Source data
————————
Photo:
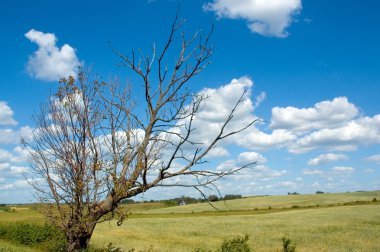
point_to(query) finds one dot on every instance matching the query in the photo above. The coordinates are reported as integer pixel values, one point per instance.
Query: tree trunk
(79, 241)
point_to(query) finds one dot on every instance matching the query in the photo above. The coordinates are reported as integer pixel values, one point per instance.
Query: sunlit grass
(264, 202)
(329, 227)
(345, 228)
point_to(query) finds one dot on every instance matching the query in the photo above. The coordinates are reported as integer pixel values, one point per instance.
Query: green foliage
(212, 198)
(46, 236)
(288, 245)
(237, 244)
(5, 208)
(232, 196)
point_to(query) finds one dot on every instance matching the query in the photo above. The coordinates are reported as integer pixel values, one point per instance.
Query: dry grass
(334, 228)
(345, 228)
(275, 202)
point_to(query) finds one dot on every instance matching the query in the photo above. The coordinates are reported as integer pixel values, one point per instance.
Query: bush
(237, 244)
(212, 198)
(232, 196)
(288, 245)
(46, 236)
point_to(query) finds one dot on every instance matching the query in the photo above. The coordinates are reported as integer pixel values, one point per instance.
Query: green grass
(275, 202)
(344, 228)
(332, 226)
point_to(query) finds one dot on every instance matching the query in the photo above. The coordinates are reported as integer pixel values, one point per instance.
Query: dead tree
(94, 145)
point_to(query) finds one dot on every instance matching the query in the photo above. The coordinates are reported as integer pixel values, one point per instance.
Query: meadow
(323, 222)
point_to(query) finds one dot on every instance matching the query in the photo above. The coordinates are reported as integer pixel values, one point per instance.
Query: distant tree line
(187, 200)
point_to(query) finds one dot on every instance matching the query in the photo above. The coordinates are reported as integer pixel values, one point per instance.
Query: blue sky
(312, 67)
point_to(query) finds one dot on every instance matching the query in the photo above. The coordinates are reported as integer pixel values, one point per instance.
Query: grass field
(332, 226)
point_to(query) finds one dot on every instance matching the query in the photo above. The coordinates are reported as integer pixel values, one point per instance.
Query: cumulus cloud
(325, 114)
(215, 110)
(258, 140)
(49, 62)
(310, 172)
(6, 114)
(268, 18)
(250, 157)
(326, 158)
(363, 131)
(10, 136)
(259, 99)
(374, 159)
(342, 169)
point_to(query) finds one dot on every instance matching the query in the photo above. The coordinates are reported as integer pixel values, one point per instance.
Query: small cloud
(267, 18)
(374, 159)
(311, 172)
(250, 157)
(6, 115)
(50, 63)
(326, 158)
(259, 99)
(343, 169)
(307, 20)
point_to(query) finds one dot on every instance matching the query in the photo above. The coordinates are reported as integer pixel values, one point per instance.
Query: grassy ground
(332, 226)
(344, 228)
(275, 202)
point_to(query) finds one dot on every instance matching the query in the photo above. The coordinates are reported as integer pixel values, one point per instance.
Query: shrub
(212, 198)
(288, 245)
(46, 236)
(237, 244)
(232, 196)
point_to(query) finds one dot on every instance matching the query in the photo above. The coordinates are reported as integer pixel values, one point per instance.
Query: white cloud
(258, 140)
(343, 169)
(265, 17)
(369, 170)
(250, 157)
(326, 158)
(363, 131)
(5, 156)
(289, 184)
(259, 99)
(6, 114)
(325, 114)
(311, 172)
(374, 159)
(217, 152)
(9, 136)
(215, 110)
(50, 63)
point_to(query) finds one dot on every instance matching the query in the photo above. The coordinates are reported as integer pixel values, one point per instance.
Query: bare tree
(95, 144)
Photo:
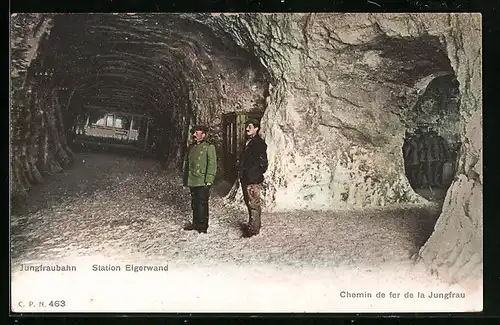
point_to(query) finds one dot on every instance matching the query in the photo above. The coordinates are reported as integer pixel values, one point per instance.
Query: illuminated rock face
(337, 91)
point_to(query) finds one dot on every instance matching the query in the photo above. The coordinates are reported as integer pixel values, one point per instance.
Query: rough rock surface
(343, 86)
(334, 122)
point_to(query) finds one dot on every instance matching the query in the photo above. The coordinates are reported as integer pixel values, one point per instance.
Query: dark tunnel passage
(432, 138)
(103, 105)
(143, 81)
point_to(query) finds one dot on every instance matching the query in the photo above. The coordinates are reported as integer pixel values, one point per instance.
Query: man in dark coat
(432, 148)
(253, 165)
(200, 166)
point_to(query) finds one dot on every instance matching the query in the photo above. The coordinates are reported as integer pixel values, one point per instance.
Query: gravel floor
(121, 206)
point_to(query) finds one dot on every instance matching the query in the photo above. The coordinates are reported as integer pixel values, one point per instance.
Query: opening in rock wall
(142, 81)
(432, 140)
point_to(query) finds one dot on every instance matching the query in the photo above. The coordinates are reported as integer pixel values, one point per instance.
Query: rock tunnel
(336, 92)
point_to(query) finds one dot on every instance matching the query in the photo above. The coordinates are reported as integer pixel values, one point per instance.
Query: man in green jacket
(200, 166)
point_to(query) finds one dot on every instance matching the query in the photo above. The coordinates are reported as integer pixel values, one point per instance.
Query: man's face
(198, 136)
(251, 130)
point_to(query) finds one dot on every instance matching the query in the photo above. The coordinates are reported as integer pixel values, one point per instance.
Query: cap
(253, 121)
(199, 128)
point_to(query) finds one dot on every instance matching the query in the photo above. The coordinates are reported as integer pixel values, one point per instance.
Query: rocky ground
(129, 209)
————————
● **PROBLEM DETAILS**
Except for the pictures, copy the material above exactly.

● **OUTPUT FOR THIS EXERCISE**
Photo:
point_to(query) finds one dot on every instance matching the query in the photo above. The coordinates are reported as integer pixel values, one point per instance.
Query: tree trunk
(79, 241)
point_to(query) finds one dot on every instance matching the query in the photo above. The coordinates are reported as integer pixel values, one point per instance.
Query: sunlit grass
(264, 202)
(329, 227)
(345, 228)
point_to(query) finds one dot on every instance matching the query in the photo above. The coordinates are reported as integer pixel values, one point per instance.
Query: green foliage
(212, 198)
(46, 236)
(288, 245)
(237, 244)
(5, 208)
(232, 196)
point_to(query) finds one dot on every instance matching the query in the photo above. The coordinates are reported as integer pixel values, one point per instance.
Query: dry grass
(334, 228)
(345, 228)
(275, 202)
point_to(query) finds one dot on every instance matching the query in the photo above. The coordinates are reported as integer pixel values, one point per instance.
Query: bush
(237, 244)
(212, 198)
(232, 196)
(288, 245)
(46, 236)
point_to(query) finds one dot on every instance matching the query in the photo above. The coordinates are reported as integer pixel values, one point per instance.
Query: green grass
(275, 202)
(344, 228)
(332, 226)
point_to(query) finds one dot on every instance matching the query in the photo above. The coordinates are reported as integer pixel values, one point per instance.
Query: dead tree
(94, 145)
point_to(query) finds one dot on every instance matching the query in the photo above. The coordinates are reported as integer pixel values, one point per instance.
Query: meadow
(323, 222)
point_to(query) finds one dot on every instance matching the query in the photo above. The coordinates are reported as integer pixel values, one point per instance.
Query: distant tree line
(187, 200)
point_to(query) finds one dot on every instance matching the query in the photo above. The coordinates are reported as integer pixel values, one point per instance.
Query: blue sky
(312, 67)
point_to(query) finds one dot on every instance matching the query in the photo above. The coordinates are reported as integer pixel values, one point per instance.
Query: grass field
(332, 226)
point_to(query) finds one dot on every instance matching the query in the photo above. The coordinates are reported as integer pixel values, one point per instance.
Query: cumulus cloud
(325, 114)
(215, 110)
(258, 140)
(49, 62)
(310, 172)
(6, 114)
(268, 18)
(250, 157)
(326, 158)
(363, 131)
(10, 136)
(259, 99)
(374, 159)
(342, 169)
point_to(query) finds one dot on every instance matching the query in the photo above. The coordinates are reported as integer pixel values, one point per instance.
Query: small cloud
(267, 18)
(374, 159)
(311, 172)
(250, 157)
(6, 115)
(50, 63)
(326, 158)
(259, 99)
(343, 169)
(307, 20)
point_to(query) finds one dot on every instance matching the query in the photo above. The coordinates are reported as integer pixel values, one point per instance.
Query: grassy ground
(332, 226)
(344, 228)
(275, 202)
point_to(query) finds one dot on every instance matching the query in the photo above. The coordinates are reported as integer pixel values, one point per instance.
Query: shrub
(212, 198)
(288, 245)
(46, 236)
(237, 244)
(232, 196)
point_to(query) finds one dot on every instance matching the query in the photo above. The coordinates are reported as integer pixel values, one point per instance.
Query: white cloud
(258, 140)
(343, 169)
(265, 17)
(369, 170)
(250, 157)
(326, 158)
(363, 131)
(5, 156)
(289, 184)
(259, 99)
(6, 114)
(325, 114)
(311, 172)
(374, 159)
(217, 152)
(9, 136)
(215, 110)
(50, 63)
point_to(query) finds one dot on every instance matching the query in the photo above. The coordinates are reported as integer pixel values, one point per instance.
Query: bare tree
(95, 144)
Photo:
point_to(query) finds one dot on every instance matching the query in the photo above. The coordinates are reported as integer pixel values, one point per instance.
Query: illuminated rock face
(337, 91)
point_to(query) finds one dot on every instance matching the query in the photo above. The coordinates are reported as integer pixel values, one point per instance.
Query: rough rock surface
(343, 86)
(334, 122)
point_to(query) finds one dot on every instance matching the query in the photo above. The coordinates are reported as integer pixel values, one point per instance.
Query: dark tunnel passage
(432, 138)
(103, 105)
(143, 81)
point_to(query) finds one dot on every instance matching the query in the photo above. The coordinates are reported as integer pixel values, one point per instance.
Query: man in dark coat
(432, 148)
(253, 165)
(200, 166)
point_to(query) finds one dot on every instance matching the query in the photo above. The coordinates are reported as integer pixel values, one point per instance.
Query: gravel floor
(121, 206)
point_to(query) finds one dot on every instance matching the query in the photo above. The coordinates are reported as integer pixel values, one point per instance.
Query: opening in rock wall
(142, 81)
(432, 140)
point_to(query) finds one dot on every instance matching the query in the photo above. The coordinates are reported as integer pixel values, one point per instance.
Query: rock tunnel
(336, 92)
point_to(query) finds one dot on every instance matching the query in the photo above. The coordinates are reported as integer pixel values, one point per instance.
Query: man in green jacket
(200, 166)
point_to(query) finds one dot on every instance matching the query in the photo above. The coordinates are reported as integer pixel values, one point per instance.
Query: man's face
(198, 136)
(251, 130)
point_to(query) finds one dot on every instance matching the query in the photo above. The coordinates are reported as integer pixel values, one point per instance.
Query: cap
(253, 121)
(199, 128)
point_to(query) finds one dot on every instance matching the query in the photo above. The coordinates are reported as integer pixel values, one point per instance.
Query: rocky ground
(129, 209)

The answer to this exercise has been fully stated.